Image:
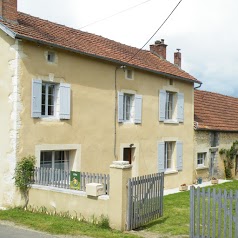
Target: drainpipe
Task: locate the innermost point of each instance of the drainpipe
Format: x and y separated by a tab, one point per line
115	112
200	84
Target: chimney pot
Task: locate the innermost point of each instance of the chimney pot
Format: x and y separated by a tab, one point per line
8	10
159	49
177	58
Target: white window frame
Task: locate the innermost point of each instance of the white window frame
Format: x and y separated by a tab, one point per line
202	159
53	158
169	105
129	74
168	155
128	110
74	153
55	97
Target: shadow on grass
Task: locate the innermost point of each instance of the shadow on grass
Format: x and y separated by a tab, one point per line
159	221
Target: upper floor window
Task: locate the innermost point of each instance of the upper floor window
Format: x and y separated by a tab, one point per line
170	156
129	107
171	106
129	74
50	100
201	158
51	56
55	159
214	138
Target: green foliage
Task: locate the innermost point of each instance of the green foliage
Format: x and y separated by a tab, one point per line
230	155
23	175
104	222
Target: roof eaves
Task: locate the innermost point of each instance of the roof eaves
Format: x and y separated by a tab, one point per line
14	35
8	31
107	59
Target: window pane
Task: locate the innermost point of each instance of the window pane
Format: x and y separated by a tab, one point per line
61	160
46	159
50	89
43	110
50	110
169	105
128	105
168	155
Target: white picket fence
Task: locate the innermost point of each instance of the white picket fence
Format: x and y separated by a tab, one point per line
61	178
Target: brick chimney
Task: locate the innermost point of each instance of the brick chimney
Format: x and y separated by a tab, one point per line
8	10
159	49
177	58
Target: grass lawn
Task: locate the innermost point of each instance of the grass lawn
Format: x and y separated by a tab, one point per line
175	220
59	225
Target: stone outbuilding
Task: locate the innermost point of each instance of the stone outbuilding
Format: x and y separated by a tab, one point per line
215	128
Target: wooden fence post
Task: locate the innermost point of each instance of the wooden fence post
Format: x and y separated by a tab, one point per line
192	213
120	172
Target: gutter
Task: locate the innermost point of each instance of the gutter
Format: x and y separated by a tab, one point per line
15	35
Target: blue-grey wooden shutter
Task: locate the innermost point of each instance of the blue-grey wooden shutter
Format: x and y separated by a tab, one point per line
180	106
162	103
161	157
179	151
36	98
138	108
120	99
64	91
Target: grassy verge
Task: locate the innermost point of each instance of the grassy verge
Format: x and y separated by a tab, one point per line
59	225
175	220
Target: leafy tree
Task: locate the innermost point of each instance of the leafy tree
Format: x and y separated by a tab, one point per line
23	176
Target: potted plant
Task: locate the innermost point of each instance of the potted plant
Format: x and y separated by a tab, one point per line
199	180
183	187
214	180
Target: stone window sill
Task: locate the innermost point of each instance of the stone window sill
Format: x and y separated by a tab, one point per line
202	167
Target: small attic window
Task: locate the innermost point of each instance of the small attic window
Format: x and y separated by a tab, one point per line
129	74
51	56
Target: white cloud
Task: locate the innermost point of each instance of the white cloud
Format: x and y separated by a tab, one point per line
205	31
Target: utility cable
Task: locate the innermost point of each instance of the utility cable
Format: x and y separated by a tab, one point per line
155	32
105	18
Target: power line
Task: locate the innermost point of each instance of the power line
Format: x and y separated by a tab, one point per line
155	32
105	18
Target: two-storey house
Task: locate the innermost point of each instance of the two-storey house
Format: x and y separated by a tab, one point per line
78	101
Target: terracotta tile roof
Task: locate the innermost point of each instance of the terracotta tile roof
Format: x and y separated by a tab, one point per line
213	111
36	29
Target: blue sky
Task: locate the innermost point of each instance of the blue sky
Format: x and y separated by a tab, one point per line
204	30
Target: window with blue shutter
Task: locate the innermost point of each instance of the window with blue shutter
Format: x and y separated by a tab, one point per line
138	108
120	99
162	104
64	90
129	107
36	98
161	147
180	106
179	150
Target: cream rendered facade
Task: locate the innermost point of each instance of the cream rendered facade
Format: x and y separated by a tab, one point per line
214	162
89	133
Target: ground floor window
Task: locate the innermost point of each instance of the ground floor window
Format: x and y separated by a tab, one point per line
201	157
55	159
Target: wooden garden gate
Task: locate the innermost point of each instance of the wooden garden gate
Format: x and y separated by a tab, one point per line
145	199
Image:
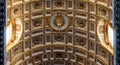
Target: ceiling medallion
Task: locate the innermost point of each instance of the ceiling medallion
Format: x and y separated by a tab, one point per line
105	34
59	21
14	29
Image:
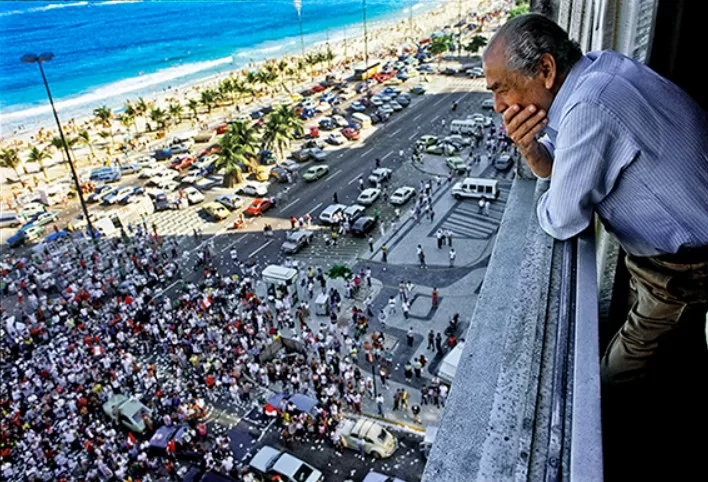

§ TASK REQUIREMENTS
Look above for the line with "Target: window pane"; retype exactly that line, every line after it up to the line with "the white picket fence", and that line too, nothing else.

§ THE ANSWER
Target: window pane
Task: locate the innermost point of each instance of the window pane
Format: x and y separated by a tab, one point per line
61	160
46	159
50	89
43	110
50	110
169	105
128	105
168	155
Target: white picket fence
Task: locate the innermost point of each instance of the white picket fence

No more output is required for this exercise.